Begin at the line that contains "Note: for this drill we locate the gecko's eye" and stop after the line that contains "Note: for this drill we locate the green leaf". Write out every line of the material in that span again, requests included, and add 85 to each coordinate in the answers.

(Data entries)
◆ ◆ ◆ ◆ ◆
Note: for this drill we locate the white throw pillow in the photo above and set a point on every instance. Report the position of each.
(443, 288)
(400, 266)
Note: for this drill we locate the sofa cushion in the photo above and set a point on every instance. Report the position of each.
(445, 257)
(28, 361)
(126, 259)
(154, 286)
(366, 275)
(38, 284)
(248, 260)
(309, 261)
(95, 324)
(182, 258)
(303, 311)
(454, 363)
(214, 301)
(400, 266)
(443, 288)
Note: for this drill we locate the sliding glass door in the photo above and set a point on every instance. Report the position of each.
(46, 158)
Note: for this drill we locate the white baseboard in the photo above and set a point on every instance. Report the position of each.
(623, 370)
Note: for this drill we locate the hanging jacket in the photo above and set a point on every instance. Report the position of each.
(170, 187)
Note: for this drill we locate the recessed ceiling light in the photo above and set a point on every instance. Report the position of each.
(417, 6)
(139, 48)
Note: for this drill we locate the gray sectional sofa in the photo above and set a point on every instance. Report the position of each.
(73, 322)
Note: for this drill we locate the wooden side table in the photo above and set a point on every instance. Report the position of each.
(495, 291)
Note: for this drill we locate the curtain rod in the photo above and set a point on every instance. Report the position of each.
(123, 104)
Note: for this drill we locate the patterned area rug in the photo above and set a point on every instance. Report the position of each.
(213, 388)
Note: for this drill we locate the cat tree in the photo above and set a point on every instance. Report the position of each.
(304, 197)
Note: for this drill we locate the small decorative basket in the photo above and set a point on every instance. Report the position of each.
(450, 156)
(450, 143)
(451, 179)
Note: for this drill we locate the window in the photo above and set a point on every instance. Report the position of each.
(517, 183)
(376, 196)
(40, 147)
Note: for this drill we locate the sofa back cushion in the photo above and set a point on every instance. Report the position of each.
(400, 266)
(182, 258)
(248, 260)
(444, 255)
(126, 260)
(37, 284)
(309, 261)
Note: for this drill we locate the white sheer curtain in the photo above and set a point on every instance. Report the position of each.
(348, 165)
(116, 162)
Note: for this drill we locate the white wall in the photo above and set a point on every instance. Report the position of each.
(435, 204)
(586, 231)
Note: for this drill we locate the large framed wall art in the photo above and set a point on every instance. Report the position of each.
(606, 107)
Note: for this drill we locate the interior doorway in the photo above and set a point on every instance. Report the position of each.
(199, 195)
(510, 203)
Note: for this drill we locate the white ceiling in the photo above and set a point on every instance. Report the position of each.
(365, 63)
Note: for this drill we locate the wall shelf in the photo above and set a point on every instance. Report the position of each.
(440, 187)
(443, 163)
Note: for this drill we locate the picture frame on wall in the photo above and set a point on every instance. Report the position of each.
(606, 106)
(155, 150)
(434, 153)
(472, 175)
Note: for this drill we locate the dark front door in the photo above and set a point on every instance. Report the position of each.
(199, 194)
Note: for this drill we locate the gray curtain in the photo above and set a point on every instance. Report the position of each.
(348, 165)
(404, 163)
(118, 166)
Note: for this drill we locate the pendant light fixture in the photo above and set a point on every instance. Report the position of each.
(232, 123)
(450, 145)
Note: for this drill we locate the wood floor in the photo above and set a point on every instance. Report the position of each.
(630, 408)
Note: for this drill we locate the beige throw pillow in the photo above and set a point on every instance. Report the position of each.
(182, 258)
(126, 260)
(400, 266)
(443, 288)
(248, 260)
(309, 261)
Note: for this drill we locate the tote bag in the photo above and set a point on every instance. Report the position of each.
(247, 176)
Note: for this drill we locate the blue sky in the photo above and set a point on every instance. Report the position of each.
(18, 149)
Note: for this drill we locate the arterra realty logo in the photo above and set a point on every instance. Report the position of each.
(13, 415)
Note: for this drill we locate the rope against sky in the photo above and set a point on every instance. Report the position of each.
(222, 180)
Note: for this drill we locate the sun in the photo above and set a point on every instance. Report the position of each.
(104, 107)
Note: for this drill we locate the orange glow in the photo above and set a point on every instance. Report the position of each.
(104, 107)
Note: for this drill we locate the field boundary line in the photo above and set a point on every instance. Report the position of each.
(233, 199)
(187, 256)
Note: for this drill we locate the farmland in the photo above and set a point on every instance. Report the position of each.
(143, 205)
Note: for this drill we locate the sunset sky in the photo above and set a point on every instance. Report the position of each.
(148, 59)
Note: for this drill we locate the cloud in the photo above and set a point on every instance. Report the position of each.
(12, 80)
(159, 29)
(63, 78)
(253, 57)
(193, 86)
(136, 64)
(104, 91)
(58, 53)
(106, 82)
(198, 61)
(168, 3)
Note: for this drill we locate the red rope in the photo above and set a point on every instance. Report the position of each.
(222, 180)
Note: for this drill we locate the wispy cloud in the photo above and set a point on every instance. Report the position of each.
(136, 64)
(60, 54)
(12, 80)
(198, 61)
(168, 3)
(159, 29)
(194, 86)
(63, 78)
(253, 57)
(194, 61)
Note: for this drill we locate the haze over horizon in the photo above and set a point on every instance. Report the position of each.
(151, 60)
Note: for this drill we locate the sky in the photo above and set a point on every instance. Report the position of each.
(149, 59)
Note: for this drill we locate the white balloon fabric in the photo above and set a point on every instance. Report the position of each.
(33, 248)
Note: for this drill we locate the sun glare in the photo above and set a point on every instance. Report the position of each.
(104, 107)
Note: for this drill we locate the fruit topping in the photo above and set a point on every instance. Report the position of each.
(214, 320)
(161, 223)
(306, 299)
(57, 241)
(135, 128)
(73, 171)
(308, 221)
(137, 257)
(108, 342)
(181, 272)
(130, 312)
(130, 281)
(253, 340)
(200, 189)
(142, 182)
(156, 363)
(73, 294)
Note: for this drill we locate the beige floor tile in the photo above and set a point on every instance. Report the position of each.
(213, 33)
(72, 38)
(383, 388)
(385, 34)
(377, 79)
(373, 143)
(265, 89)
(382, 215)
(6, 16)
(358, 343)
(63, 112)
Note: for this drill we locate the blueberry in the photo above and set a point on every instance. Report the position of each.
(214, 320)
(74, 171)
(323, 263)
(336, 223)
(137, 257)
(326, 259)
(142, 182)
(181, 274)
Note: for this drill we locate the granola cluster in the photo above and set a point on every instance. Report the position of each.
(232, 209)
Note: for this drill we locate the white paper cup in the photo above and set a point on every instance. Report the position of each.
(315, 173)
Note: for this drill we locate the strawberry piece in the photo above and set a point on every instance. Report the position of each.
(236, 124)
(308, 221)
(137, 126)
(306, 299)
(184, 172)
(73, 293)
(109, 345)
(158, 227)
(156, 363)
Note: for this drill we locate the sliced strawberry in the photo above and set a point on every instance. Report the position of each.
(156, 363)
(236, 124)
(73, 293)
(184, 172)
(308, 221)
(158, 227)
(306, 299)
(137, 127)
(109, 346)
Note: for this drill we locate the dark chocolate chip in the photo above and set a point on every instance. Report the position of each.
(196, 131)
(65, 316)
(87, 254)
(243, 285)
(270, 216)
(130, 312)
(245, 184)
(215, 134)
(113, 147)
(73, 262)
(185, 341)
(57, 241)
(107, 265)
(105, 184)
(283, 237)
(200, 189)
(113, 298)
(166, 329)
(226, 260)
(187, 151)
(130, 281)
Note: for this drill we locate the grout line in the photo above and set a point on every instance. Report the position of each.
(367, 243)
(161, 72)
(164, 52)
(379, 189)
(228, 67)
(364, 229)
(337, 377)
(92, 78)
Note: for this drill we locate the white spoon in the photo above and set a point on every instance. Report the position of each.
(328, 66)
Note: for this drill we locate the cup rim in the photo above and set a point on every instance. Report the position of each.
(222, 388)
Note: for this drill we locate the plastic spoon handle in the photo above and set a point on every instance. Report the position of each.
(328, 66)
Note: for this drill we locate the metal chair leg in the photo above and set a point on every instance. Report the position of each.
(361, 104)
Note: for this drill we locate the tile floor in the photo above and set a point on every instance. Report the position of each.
◆ ◆ ◆ ◆ ◆
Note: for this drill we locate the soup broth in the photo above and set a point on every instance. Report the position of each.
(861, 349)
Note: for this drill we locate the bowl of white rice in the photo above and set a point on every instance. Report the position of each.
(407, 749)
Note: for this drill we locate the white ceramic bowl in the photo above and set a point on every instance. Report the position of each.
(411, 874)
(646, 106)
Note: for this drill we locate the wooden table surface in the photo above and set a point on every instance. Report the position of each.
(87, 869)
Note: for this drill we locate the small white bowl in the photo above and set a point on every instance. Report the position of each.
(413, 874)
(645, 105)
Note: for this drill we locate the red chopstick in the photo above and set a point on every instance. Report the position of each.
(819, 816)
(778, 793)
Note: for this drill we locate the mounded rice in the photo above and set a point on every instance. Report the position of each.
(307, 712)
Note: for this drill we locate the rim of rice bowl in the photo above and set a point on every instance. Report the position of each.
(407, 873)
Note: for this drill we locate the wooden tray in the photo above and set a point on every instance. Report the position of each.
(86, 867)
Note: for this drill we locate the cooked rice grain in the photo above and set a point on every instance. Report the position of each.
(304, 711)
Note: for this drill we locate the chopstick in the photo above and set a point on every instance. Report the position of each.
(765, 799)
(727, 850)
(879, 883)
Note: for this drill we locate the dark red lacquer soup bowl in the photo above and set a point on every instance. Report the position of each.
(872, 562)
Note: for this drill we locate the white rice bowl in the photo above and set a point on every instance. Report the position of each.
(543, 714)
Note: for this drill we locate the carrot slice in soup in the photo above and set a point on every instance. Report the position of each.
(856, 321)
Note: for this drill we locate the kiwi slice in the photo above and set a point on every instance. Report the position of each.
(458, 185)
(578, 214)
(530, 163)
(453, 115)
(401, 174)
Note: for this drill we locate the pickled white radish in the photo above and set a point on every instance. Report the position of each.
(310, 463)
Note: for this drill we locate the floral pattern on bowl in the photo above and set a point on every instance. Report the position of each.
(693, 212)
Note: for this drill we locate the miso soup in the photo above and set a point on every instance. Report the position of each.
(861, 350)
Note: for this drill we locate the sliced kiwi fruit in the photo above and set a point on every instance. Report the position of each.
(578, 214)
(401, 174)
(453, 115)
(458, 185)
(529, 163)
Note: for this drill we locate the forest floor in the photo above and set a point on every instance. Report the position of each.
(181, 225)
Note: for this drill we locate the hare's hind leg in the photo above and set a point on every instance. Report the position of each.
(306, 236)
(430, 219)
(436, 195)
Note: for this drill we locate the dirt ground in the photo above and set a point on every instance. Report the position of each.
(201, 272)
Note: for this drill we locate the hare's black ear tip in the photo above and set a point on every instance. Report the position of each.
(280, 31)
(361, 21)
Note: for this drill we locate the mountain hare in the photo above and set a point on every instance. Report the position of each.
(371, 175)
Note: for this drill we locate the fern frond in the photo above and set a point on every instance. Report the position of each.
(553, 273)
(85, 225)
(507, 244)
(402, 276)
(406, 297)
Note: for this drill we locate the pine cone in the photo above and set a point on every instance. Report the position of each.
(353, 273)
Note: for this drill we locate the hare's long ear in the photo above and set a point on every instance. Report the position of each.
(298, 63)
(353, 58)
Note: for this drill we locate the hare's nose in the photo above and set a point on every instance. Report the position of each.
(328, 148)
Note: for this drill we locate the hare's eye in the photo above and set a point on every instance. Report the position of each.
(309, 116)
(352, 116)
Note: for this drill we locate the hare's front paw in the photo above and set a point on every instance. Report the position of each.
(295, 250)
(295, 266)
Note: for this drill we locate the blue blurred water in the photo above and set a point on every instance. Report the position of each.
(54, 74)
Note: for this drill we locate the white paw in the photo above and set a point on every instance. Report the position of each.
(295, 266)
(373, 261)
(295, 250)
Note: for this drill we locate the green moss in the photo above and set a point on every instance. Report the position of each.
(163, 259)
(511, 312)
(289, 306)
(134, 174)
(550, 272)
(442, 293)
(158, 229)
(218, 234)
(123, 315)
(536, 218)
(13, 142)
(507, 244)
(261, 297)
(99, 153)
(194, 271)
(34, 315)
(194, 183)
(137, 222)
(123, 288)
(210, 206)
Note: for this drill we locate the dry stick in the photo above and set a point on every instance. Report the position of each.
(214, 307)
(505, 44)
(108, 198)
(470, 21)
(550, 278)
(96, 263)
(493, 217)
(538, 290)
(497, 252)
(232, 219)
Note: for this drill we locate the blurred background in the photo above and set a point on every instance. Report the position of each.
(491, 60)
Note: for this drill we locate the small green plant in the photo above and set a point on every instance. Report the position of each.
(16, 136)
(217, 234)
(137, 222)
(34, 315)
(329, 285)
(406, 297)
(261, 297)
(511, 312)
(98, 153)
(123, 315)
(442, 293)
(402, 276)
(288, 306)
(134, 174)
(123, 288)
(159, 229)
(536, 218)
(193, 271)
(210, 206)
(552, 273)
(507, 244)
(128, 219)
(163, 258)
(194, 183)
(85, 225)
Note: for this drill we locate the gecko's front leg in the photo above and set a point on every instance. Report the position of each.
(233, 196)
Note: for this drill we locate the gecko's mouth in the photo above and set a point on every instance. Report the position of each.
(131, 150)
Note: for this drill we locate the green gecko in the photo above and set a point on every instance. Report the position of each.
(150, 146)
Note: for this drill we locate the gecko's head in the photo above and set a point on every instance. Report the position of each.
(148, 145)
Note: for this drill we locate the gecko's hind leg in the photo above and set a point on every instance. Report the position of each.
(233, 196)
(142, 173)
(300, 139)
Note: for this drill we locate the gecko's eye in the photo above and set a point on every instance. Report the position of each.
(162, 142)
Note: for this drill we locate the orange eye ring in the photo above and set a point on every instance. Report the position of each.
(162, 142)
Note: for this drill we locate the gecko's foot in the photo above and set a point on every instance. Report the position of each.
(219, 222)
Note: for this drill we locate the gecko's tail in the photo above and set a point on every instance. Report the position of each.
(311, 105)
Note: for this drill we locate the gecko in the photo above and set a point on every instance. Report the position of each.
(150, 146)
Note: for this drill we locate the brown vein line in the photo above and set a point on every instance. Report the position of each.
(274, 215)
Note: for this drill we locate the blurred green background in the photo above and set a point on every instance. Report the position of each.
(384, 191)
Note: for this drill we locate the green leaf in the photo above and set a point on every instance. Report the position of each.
◆ ◆ ◆ ◆ ◆
#### The answer
Note: for this drill we locate the gecko's eye in the photo above and set a point on every instance. Report the position of each.
(247, 227)
Note: for this drill we locate the orange eye ring in the photo above and set a point on every instance. Report the position of each.
(247, 227)
Note: for this drill we locate the gecko's foot in the photo above and set a point on every instance. Report the position of each.
(304, 307)
Note: for this drill we locate the gecko's tail in the photo above and set a point on every instance. Report the position of each.
(396, 190)
Note: for this drill we locate the gecko in the photo above and set a point on every instance. Report the position of each.
(235, 231)
Note: for this drill we locate the brown vein line in the photo above and set a point on every instance. Report the position of each.
(359, 300)
Note: for this drill we locate the blurred green background in the photo above and set a point on every instance. Report the position of each.
(469, 276)
Note: for this drill we locate the green leaf in the photo above and set a point on every instance. Report the position of each.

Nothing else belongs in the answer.